Aim of the exercise. Reproduce all records below exactly.

(Data entries)
_ _ _ _ _
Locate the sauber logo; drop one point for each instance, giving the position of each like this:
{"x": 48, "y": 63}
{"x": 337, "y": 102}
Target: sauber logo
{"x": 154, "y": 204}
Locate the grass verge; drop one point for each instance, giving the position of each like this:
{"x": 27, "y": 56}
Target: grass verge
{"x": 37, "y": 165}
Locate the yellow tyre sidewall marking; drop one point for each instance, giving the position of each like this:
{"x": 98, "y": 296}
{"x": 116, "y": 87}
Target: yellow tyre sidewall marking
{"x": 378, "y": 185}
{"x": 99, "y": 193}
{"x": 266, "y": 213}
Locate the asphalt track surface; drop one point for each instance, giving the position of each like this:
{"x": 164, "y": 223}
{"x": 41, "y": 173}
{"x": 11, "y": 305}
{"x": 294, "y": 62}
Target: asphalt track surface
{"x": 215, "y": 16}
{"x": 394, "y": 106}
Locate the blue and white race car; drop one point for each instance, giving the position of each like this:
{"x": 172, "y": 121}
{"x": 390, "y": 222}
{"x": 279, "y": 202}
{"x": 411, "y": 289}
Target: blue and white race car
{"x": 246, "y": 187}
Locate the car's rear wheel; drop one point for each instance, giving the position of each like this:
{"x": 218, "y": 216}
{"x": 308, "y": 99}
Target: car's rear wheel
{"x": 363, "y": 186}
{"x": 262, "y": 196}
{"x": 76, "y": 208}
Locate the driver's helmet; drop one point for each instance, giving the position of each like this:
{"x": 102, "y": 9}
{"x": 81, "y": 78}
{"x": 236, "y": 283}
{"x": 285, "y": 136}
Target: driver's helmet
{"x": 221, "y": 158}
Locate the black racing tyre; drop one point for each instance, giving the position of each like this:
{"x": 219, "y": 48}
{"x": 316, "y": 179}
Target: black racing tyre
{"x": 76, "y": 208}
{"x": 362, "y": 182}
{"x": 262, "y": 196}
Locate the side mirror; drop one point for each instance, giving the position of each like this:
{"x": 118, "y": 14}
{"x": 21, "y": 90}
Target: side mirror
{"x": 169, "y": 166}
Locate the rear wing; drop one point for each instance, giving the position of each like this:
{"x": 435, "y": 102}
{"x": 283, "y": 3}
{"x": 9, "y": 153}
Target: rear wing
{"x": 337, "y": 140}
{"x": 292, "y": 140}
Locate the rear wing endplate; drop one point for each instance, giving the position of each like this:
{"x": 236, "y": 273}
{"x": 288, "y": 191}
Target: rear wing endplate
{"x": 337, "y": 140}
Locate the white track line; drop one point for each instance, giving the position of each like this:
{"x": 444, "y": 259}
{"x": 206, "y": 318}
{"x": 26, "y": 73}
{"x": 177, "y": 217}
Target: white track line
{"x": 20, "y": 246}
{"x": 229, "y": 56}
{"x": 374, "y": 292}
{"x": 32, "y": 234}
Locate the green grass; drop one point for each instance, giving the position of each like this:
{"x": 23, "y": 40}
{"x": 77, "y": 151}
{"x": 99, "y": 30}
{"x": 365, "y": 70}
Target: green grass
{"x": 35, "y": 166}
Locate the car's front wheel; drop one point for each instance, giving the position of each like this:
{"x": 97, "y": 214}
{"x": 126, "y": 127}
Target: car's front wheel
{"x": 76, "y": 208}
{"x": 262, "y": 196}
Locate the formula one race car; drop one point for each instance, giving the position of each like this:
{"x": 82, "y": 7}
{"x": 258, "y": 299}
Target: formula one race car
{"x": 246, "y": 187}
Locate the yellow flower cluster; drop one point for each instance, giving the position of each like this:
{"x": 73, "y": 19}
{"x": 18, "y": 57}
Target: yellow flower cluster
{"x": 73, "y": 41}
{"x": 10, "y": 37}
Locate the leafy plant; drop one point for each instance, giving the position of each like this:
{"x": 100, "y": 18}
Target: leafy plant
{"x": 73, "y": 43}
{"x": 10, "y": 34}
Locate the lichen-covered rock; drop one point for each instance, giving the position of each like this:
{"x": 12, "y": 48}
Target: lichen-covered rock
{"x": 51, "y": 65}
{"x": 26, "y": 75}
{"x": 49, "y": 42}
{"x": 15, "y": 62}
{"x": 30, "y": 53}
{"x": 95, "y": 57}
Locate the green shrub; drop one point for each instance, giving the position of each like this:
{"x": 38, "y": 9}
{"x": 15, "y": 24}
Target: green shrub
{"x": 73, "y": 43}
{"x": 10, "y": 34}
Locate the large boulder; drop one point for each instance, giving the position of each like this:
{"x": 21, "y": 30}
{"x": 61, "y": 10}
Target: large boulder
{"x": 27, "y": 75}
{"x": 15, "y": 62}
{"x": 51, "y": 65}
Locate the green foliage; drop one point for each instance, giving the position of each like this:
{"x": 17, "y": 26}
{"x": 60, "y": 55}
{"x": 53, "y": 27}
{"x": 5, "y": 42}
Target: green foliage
_ _ _ _ _
Response.
Locate the sauber logo; drop one point for each instance, giving the position of each like this:
{"x": 48, "y": 63}
{"x": 337, "y": 102}
Target: sauber logo
{"x": 154, "y": 204}
Locate the grass verge; drop one point for each instance, giving the position of each like this:
{"x": 27, "y": 56}
Target: grass verge
{"x": 37, "y": 165}
Locate the yellow tyre sidewall marking; drop one point for each instance, giving the position of each like this:
{"x": 98, "y": 296}
{"x": 116, "y": 87}
Target: yellow tyre sidewall marking
{"x": 378, "y": 185}
{"x": 99, "y": 193}
{"x": 266, "y": 213}
Locate the asphalt track surface; drop one point for each instance, giving the position of each like this:
{"x": 164, "y": 223}
{"x": 41, "y": 173}
{"x": 11, "y": 305}
{"x": 294, "y": 62}
Target: asphalt track surface
{"x": 215, "y": 16}
{"x": 394, "y": 106}
Locate the blue and white race car; drop one point for each instance, giving the position of each like this:
{"x": 172, "y": 121}
{"x": 390, "y": 222}
{"x": 279, "y": 202}
{"x": 411, "y": 289}
Target: blue and white race car
{"x": 246, "y": 187}
Locate the car's rear wheel; drop one point for each instance, giving the position of each like this:
{"x": 218, "y": 216}
{"x": 308, "y": 99}
Target: car's rear wheel
{"x": 363, "y": 186}
{"x": 262, "y": 196}
{"x": 76, "y": 208}
Locate the driver's helmet; drop one point for each instance, giving the position of each like this:
{"x": 102, "y": 9}
{"x": 81, "y": 78}
{"x": 236, "y": 283}
{"x": 285, "y": 136}
Target: driver's helmet
{"x": 221, "y": 158}
Locate the black racing tyre; drop one point for each instance, giving the position of each like this:
{"x": 219, "y": 48}
{"x": 316, "y": 179}
Target: black racing tyre
{"x": 76, "y": 208}
{"x": 362, "y": 182}
{"x": 262, "y": 196}
Locate the side mirror; drop one point for each instance, giving the position of each like this:
{"x": 118, "y": 14}
{"x": 21, "y": 90}
Target: side mirror
{"x": 169, "y": 166}
Locate the rear wing; drop one point for each instance, giving the position of each like this:
{"x": 435, "y": 102}
{"x": 283, "y": 3}
{"x": 9, "y": 153}
Target: rear wing
{"x": 337, "y": 140}
{"x": 292, "y": 140}
Locate the rear wing endplate; drop one point for each instance, giving the position of each like this:
{"x": 236, "y": 273}
{"x": 288, "y": 191}
Target: rear wing endplate
{"x": 337, "y": 140}
Locate the white track line; drop one point for each instance, giving the position of each like this:
{"x": 444, "y": 259}
{"x": 206, "y": 318}
{"x": 26, "y": 73}
{"x": 177, "y": 217}
Target: white track line
{"x": 20, "y": 246}
{"x": 229, "y": 56}
{"x": 374, "y": 292}
{"x": 32, "y": 234}
Locate the green grass; drop one point for each instance, giving the position of each like this:
{"x": 23, "y": 40}
{"x": 77, "y": 151}
{"x": 99, "y": 30}
{"x": 365, "y": 70}
Target: green grass
{"x": 35, "y": 166}
Locate the car's front wheel; drop one point for each instance, giving the position of each like this:
{"x": 97, "y": 214}
{"x": 126, "y": 127}
Target: car's front wheel
{"x": 76, "y": 208}
{"x": 262, "y": 196}
Locate the formula one race car; drop one point for each instance, giving the position of each like this:
{"x": 82, "y": 7}
{"x": 258, "y": 299}
Target: formula one race car
{"x": 246, "y": 187}
Locate the yellow flower cluster; drop one point for each instance, giving the position of each like this:
{"x": 73, "y": 19}
{"x": 18, "y": 57}
Target: yellow flower cluster
{"x": 73, "y": 41}
{"x": 10, "y": 37}
Locate the leafy plant; drop one point for each instance, giving the position of each like this:
{"x": 100, "y": 18}
Target: leafy plant
{"x": 73, "y": 43}
{"x": 10, "y": 34}
Locate the lichen-covered rock; drop one point for each instance, giving the position of each like this:
{"x": 12, "y": 48}
Target: lichen-covered rock
{"x": 51, "y": 65}
{"x": 26, "y": 75}
{"x": 49, "y": 42}
{"x": 15, "y": 62}
{"x": 30, "y": 53}
{"x": 95, "y": 57}
Locate the green shrub; drop one point for each instance, giving the position of each like this:
{"x": 38, "y": 9}
{"x": 15, "y": 24}
Target: green shrub
{"x": 73, "y": 43}
{"x": 10, "y": 34}
Locate the large boulder; drop one point for each instance, giving the position of each like this:
{"x": 21, "y": 30}
{"x": 61, "y": 10}
Target: large boulder
{"x": 27, "y": 75}
{"x": 15, "y": 62}
{"x": 51, "y": 65}
Locate the green foliage; drop one point for each instance, giving the position of each like this:
{"x": 17, "y": 26}
{"x": 60, "y": 55}
{"x": 53, "y": 27}
{"x": 5, "y": 42}
Target: green foliage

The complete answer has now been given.